EXERCISE AIM: Can you set down, word for word, the part of the article below on BigRep's continuous carbon fiber upgrade that runs from "Endless Industries describes" to "and real-world use."?

TEXT FOR ANALYSIS:
::::::::

BigRep adds continuous carbon fiber to IPSO 105, promises 20x stronger parts
Continuous carbon fiber has reached BigRep’s IPSO 105, with the companies claiming parts up to 20 times stronger than unreinforced thermoplastics.
What does “20x stronger” mean when the part is a meter-scale print, not a lab coupon? In BigRep’s latest move, it means continuous carbon fiber is now part of the IPSO 105 workflow, turning a large-format thermoplastic platform into a reinforced composite system aimed at real tooling and functional parts.
BigRep and Endless Industries announced their long-term global technology partnership on April 30, 2026, after two years of joint development. The integrated setup brings Endless Industries’ continuous fiber system into the BigRep IPSO 105, with the companies saying the combination can deliver parts with up to 20 times the strength of unreinforced thermoplastics while staying below the cost of traditional automated fiber placement systems.

That cost argument matters because the IPSO 105 was already built for demanding industrial work. BigRep launched the machine on May 28, 2024, as a 105-liter system with a 400 x 600 x 440 mm build volume, a chamber that reaches 100°C, a print bed that reaches 180°C and DSX extruders that can process high-performance materials up to 450°C. BigRep has positioned it for tooling and industrial functional parts, and that makes it a natural base for a reinforced-composite workflow rather than a general-purpose desktop machine.
The clearest proof point is already on BigRep’s product page: a custom leg prosthesis made with continuous carbon fiber on an IPSO 105 modified by Endless Industries. BigRep says the setup supports patient-specific digital production and cuts purchased parts and manual work, which is exactly the sort of shift that matters when the question is not only strength, but how many steps stand between a prototype and something that can be put to work.

Endless Industries describes itself as a builder of automated carbon fiber manufacturing systems for high-performance composite parts, and says its technology can cut development cycles from years to weeks. The company also showed its Endless ONE medium-scale continuous fiber printer at Formnext 2024, with a 600 x 400 x 440 mm build volume, underscoring how aggressively it is pushing continuous-fiber production closer to mainstream additive workflows.

For large-format printing, the significance is straightforward: once reinforcement is integrated into the machine instead of treated as a separate process, bigger parts do not have to trade away usable strength so quickly. BigRep is not just making larger prints here. It is trying to make large prints strong enough to leave the prototype lane and compete with conventional composite manufacturing on cost, repeatability and real-world use.

::::::::

Collected data entries
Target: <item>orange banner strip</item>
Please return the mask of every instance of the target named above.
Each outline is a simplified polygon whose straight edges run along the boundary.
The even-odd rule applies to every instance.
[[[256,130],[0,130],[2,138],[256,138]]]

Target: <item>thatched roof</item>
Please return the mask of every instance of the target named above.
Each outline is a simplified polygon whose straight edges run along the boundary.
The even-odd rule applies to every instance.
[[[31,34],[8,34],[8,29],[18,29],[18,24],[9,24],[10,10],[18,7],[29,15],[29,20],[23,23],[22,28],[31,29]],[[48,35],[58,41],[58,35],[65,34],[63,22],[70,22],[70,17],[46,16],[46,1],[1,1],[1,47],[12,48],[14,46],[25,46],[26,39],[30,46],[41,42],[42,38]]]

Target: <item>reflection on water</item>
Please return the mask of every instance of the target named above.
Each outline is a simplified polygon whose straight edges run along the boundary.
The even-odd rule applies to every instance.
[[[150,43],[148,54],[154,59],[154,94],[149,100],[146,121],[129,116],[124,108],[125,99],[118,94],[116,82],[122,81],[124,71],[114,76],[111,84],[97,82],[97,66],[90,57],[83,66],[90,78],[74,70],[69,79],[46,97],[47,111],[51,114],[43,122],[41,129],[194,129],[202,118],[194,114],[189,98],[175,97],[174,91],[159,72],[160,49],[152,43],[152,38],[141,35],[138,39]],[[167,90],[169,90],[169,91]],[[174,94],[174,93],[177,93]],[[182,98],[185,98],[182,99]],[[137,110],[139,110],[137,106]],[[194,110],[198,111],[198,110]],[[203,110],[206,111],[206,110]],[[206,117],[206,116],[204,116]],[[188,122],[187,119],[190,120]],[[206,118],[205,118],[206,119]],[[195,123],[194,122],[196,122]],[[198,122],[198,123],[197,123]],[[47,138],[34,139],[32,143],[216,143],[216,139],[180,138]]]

::::::::

ANSWER FOR THE TASK:
Endless Industries describes itself as a builder of automated carbon fiber manufacturing systems for high-performance composite parts, and says its technology can cut development cycles from years to weeks. The company also showed its Endless ONE medium-scale continuous fiber printer at Formnext 2024, with a 600 x 400 x 440 mm build volume, underscoring how aggressively it is pushing continuous-fiber production closer to mainstream additive workflows.

For large-format printing, the significance is straightforward: once reinforcement is integrated into the machine instead of treated as a separate process, bigger parts do not have to trade away usable strength so quickly. BigRep is not just making larger prints here. It is trying to make large prints strong enough to leave the prototype lane and compete with conventional composite manufacturing on cost, repeatability and real-world use.